Assigned task
Each entry below must appear in the output exactly as written.

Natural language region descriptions
==========

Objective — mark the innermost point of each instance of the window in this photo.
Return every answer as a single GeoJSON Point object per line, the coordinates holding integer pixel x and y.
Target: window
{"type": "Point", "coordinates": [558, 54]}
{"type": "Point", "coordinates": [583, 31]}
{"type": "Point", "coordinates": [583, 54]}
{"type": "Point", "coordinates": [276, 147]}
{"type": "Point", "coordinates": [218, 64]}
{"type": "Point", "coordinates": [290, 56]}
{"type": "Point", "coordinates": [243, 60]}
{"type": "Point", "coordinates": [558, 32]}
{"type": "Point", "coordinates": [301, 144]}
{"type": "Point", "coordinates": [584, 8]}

==========

Solution to this task
Objective — mark the innermost point of each instance of the window in this photo.
Return every answer as a single GeoJSON Point object per line, the coordinates holding integer pixel x and y.
Target: window
{"type": "Point", "coordinates": [558, 54]}
{"type": "Point", "coordinates": [583, 31]}
{"type": "Point", "coordinates": [583, 54]}
{"type": "Point", "coordinates": [276, 147]}
{"type": "Point", "coordinates": [218, 64]}
{"type": "Point", "coordinates": [290, 56]}
{"type": "Point", "coordinates": [243, 60]}
{"type": "Point", "coordinates": [558, 32]}
{"type": "Point", "coordinates": [301, 144]}
{"type": "Point", "coordinates": [584, 8]}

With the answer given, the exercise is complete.